**TASK BRIEF:** The expected output is the first line of the data below and every line after it, up to and including the line containing "You are given a photograph. Your task: indicate the publisher", each reproduced exactly.

**SOURCE DATA:**
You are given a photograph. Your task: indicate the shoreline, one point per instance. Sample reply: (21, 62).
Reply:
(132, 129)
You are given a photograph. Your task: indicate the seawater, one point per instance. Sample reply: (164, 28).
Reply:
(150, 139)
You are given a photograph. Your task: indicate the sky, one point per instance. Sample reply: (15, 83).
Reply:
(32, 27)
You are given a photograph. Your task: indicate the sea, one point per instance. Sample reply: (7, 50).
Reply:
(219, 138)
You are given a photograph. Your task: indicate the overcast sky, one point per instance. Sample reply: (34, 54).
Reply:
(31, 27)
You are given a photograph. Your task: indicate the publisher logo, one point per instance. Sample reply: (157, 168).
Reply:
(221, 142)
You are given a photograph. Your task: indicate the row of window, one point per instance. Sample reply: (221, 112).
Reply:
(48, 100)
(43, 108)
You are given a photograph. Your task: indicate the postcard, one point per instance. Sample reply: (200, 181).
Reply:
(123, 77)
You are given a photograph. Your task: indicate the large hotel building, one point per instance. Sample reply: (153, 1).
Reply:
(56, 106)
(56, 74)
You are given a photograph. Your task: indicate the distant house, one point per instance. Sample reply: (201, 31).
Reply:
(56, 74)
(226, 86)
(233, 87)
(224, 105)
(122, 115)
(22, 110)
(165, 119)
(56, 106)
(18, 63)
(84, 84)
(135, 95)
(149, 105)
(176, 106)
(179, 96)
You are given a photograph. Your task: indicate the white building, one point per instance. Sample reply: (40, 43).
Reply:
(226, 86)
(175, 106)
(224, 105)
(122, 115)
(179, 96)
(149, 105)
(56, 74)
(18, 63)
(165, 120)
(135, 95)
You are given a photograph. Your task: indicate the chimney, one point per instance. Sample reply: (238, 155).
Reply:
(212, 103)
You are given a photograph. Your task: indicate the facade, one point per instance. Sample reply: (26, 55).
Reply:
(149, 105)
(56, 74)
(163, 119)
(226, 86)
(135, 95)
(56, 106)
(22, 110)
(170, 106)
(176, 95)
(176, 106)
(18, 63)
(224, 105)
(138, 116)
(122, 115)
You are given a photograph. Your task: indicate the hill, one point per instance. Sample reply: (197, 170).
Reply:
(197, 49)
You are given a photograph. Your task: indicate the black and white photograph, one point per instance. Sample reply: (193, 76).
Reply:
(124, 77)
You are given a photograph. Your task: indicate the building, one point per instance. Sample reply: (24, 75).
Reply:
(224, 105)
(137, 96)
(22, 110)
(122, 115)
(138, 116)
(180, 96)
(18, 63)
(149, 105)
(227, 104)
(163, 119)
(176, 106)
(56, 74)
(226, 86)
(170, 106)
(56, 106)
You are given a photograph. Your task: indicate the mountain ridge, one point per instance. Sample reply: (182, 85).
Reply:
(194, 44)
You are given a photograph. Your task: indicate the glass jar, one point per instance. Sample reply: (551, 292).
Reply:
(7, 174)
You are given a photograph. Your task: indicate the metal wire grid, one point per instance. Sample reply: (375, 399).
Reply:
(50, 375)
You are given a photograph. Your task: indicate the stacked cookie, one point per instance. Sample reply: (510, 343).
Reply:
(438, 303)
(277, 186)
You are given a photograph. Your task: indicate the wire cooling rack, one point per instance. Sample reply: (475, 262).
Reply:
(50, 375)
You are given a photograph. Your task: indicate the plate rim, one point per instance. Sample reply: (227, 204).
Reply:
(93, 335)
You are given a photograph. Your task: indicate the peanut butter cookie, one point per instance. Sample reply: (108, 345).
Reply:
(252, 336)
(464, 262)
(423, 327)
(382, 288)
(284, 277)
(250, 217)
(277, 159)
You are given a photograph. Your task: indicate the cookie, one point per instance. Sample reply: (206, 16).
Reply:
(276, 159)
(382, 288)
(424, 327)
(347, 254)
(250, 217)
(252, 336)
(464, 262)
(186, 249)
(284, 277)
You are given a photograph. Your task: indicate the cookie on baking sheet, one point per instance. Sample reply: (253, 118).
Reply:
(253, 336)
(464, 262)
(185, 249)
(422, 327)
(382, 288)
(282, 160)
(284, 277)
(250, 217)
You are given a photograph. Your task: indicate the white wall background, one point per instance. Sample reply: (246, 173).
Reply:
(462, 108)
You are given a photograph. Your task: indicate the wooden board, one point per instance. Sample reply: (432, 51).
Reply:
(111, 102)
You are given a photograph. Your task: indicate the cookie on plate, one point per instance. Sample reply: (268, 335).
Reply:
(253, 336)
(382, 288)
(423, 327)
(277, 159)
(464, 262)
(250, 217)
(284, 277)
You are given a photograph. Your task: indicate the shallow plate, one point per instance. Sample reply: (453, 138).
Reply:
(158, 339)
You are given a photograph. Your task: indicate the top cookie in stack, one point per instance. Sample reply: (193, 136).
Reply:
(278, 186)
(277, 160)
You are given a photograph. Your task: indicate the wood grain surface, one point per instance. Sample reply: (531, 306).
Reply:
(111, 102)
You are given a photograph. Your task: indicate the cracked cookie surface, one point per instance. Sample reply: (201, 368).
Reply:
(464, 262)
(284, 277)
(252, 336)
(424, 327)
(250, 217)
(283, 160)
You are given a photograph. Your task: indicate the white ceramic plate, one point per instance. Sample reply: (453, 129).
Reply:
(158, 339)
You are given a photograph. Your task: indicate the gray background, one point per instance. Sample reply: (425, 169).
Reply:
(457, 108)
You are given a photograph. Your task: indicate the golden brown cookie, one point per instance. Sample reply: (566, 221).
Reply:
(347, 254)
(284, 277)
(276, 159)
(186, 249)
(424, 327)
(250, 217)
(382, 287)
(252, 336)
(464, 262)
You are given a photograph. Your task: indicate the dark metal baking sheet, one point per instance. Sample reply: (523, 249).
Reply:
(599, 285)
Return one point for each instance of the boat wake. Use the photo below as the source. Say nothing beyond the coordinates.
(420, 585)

**EXPECTED ANSWER:**
You are given a photograph. Your task: indicate the shoreline, one point per instance. Sample reply: (21, 62).
Reply:
(132, 129)
You are given a photograph. Your task: indicate the seawater, one point per instance. Sample reply: (164, 28).
Reply:
(150, 139)
You are given a photograph. Your task: indicate the sky, one point per instance. Sample reply: (15, 83).
Reply:
(32, 27)
You are given a photograph. Your task: indicate the sea, one point per instance. Sample reply: (7, 50).
Reply:
(219, 138)
You are given a photograph. Your task: indicate the overcast sky, one point per instance. Sample reply: (34, 54).
Reply:
(31, 27)
You are given a photograph. Your task: indicate the publisher logo, one point per instance. Sample reply: (157, 168).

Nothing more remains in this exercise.